Exercise requirements =>
(1) In the thread on velocity components below, what value does the reply give for tan(89)?
(2) In the thread on velocity components below, shorten the paragraph that begins "Imagine an object traveling at 1 m/s" and keep its main facts.
(3) From the thread on velocity components below, quote the part that opens with the words containing "Imagine an object" and closes with "dealing with degrees.".

I have a question regarding two equations.
Imagine an object traveling at 1 m/s and 90 degrees relative to the surface, such that the x-component is in the direction perpendicular to the surface. In the 90 degree case, the y component is 0. Thus the x-component is 1 m/s. If I wanted to have the angle between the object and surface be 89 degrees, the velocity needs to have a y-component. How do I calculate the y-component associated with a degree change of 1 degree?
First I know that:
$$\sqrt{x^2+y^2} = 1 \text{ m/s}$$
and I think:
$$\tan(\theta) = x/y$$
Maybe its degrees or radians I am dealing with, but I would appreciate some guidance in this problem
It's very strange that you would say "I wanted to have the angle between the object and surface be 89 degrees" and then say "Maybe its degrees or radians I am dealing with"! Since you are given the angle in degrees, of course you are dealing with degrees.
Yes, since the distance from the origin to (x, y) is 1, $\sqrt{x^2+ y^2}= 1$ Squaring both sides, $x^2+ y^2= 1$. Yes, $\frac{x}{y}= tan(89)= 57.3$ so that x= 57.3y and then $x^2+ y^2= (57.3y)^2+ y^2= 3284.29y^2= 1$. So $y= \sqrt{\frac{1}{3284.29}}= 0.01745$

Given data =>
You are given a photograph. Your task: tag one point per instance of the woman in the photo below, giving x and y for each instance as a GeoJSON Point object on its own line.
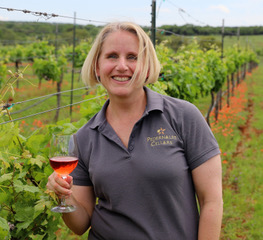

List of solutions =>
(1) 57.3

(2) An object moves at 1 m/s at 90 degrees to a surface, with the x-component perpendicular to the surface. At 90 degrees the y-component is 0, so the x-component is 1 m/s. At 89 degrees the velocity needs a y-component, and the question is how to calculate the y-component for that 1-degree change.

(3)
Imagine an object traveling at 1 m/s and 90 degrees relative to the surface, such that the x-component is in the direction perpendicular to the surface. In the 90 degree case, the y component is 0. Thus the x-component is 1 m/s. If I wanted to have the angle between the object and surface be 89 degrees, the velocity needs to have a y-component. How do I calculate the y-component associated with a degree change of 1 degree?
First I know that:
$$\sqrt{x^2+y^2} = 1 \text{ m/s}$$
and I think:
$$\tan(\theta) = x/y$$
Maybe its degrees or radians I am dealing with, but I would appreciate some guidance in this problem
It's very strange that you would say "I wanted to have the angle between the object and surface be 89 degrees" and then say "Maybe its degrees or radians I am dealing with"! Since you are given the angle in degrees, of course you are dealing with degrees.